„In Anführungszeichen“ gliedert sich in zwei teile, einen längeren und lesenswerten ersten teil über „Lautes Leid. Das Opferideal des moralischen Prekariats“ sowie einen kürzeren und eher enttäuschenden zweiten teil über „Narziss als Gott und Dämon der Political Correctness.“
es lässt sich nur darüber spekulieren, wie sehr die beiden autoren beim schreiben arbeitsteilig vorgegangen sind und wer bei welchem teil den lead übernommen hat. klar ist jedenfalls, dass sich die beiden teile nicht nur thematisch und stilistisch unterscheiden, sondern auch in der haltung, die dem gegenstand „Political Correctness“ (PC) gegenüber eingenommen wird.
im ersten teil wird das titelgebende versprechen eingelöst, sowohl glanz als auch elend von PC zu beleuchten. PC und deren kritik beginnt für Edlinger und Dusini erst jenseits von gerichtlich einklagbaren rechten als „soziale[s] und psychosoziale[s] Sprachspiel“ s. 48). nach einer kurzen geschichte des aufkommens von PC und PC-kritik in Europa wagen sich die autoren an die großen PC-themen: antisemitismus, islamkritik, sexismus.

◆ **Teilaufgaben**:
A - Beantworte anhand des Auszugs die folgenden Fragen:
(i) Welchen Titel trägt der erste Teil von „In Anführungszeichen“?
(ii) Worin unterscheiden sich die beiden Teile außer in Thema und Stil?
(iii) Welche drei großen PC-Themen greifen die Autoren im ersten Teil auf?
B - Fasse den Auszug in zwei Sätzen zusammen.
Das Material hat mit dem Auszug nichts zu tun.

◆ **Erfasste Daten**:
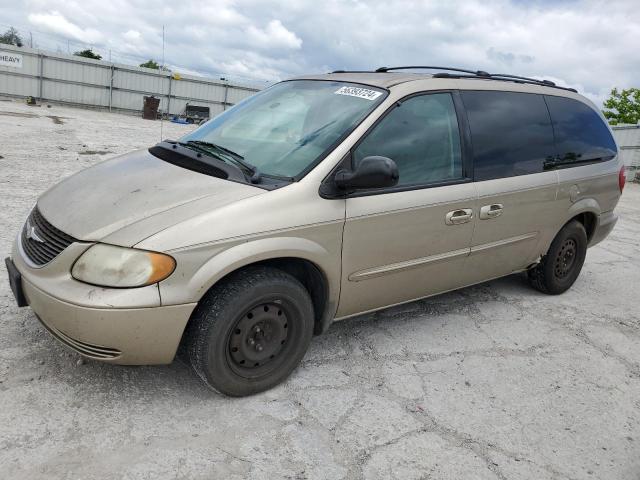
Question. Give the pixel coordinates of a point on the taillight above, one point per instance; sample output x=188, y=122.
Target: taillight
x=622, y=178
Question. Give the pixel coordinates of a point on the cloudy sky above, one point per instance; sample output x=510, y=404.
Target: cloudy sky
x=590, y=45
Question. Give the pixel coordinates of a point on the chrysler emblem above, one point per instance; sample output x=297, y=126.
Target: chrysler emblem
x=31, y=233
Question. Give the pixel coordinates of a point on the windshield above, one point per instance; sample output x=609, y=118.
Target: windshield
x=286, y=129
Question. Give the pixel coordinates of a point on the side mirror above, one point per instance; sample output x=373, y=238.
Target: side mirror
x=371, y=172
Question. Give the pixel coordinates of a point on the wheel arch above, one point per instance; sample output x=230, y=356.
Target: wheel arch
x=587, y=212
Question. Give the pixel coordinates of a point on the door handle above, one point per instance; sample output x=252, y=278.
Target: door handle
x=456, y=217
x=491, y=211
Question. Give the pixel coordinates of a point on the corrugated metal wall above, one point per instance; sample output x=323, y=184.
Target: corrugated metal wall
x=628, y=140
x=82, y=81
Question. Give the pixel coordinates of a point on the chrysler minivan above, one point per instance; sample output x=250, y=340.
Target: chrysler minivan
x=317, y=199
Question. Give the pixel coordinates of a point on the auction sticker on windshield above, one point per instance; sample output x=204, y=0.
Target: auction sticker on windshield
x=358, y=92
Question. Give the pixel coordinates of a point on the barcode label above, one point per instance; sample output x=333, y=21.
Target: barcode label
x=365, y=93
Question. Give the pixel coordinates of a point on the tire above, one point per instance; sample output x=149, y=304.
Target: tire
x=250, y=332
x=560, y=267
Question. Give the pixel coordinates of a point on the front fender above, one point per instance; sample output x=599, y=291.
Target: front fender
x=200, y=268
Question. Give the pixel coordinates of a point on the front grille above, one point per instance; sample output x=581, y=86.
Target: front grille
x=41, y=241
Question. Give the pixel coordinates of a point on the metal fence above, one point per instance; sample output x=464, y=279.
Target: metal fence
x=79, y=81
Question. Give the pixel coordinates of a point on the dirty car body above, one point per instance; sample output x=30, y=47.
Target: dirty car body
x=363, y=190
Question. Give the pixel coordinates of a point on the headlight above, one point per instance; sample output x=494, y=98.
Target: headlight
x=111, y=266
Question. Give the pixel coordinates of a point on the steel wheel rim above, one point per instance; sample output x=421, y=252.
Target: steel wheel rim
x=258, y=339
x=566, y=258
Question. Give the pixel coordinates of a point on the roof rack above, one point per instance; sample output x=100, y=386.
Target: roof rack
x=480, y=74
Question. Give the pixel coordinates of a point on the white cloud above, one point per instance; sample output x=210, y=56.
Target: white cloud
x=274, y=36
x=57, y=23
x=131, y=35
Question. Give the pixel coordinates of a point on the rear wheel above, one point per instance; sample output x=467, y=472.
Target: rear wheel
x=560, y=267
x=251, y=331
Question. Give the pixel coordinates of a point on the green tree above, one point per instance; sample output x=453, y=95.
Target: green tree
x=623, y=106
x=88, y=53
x=150, y=64
x=11, y=37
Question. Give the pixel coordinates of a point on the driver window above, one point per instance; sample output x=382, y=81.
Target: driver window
x=421, y=135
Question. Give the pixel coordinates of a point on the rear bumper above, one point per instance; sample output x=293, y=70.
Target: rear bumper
x=128, y=336
x=606, y=222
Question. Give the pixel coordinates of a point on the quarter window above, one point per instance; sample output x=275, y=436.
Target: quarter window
x=511, y=133
x=581, y=135
x=421, y=135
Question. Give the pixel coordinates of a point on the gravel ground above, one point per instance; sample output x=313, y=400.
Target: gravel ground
x=495, y=381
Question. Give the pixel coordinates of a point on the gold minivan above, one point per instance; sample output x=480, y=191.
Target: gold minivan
x=317, y=199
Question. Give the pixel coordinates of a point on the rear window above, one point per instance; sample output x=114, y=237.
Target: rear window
x=581, y=135
x=511, y=133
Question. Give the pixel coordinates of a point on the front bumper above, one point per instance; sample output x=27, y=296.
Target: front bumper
x=606, y=222
x=123, y=326
x=128, y=336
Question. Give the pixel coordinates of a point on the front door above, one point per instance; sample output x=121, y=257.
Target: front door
x=411, y=240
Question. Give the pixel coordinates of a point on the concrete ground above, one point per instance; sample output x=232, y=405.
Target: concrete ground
x=495, y=381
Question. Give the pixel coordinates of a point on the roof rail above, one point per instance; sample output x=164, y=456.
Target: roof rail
x=470, y=74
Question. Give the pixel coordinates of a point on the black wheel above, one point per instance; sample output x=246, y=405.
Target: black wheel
x=560, y=267
x=250, y=332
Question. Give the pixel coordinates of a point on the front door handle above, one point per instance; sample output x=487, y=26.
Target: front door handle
x=491, y=211
x=456, y=217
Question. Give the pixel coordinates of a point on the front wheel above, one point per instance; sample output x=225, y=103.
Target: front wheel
x=560, y=267
x=251, y=331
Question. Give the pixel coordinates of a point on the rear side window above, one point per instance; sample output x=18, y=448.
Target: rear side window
x=581, y=135
x=421, y=135
x=511, y=133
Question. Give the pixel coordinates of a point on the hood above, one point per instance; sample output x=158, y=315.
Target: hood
x=106, y=198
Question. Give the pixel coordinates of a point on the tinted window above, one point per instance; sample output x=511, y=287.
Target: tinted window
x=511, y=133
x=421, y=135
x=580, y=133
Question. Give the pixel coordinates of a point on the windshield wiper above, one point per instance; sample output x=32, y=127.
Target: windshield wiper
x=225, y=154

◆ **Lösungen**:
A -
(i) „Lautes Leid. Das Opferideal des moralischen Prekariats“
(ii) In der Haltung, die gegenüber der Political Correctness eingenommen wird.
(iii) Antisemitismus, Islamkritik und Sexismus.

B - „In Anführungszeichen“ von Edlinger und Dusini besteht aus einem längeren, lesenswerten ersten Teil über das Opferideal des moralischen Prekariats und einem kürzeren, eher enttäuschenden zweiten Teil über Narziss als Gott und Dämon der Political Correctness, die sich in Thema, Stil und Haltung unterscheiden. Der erste Teil beleuchtet Glanz und Elend der PC, skizziert ihr Aufkommen in Europa und behandelt Antisemitismus, Islamkritik und Sexismus.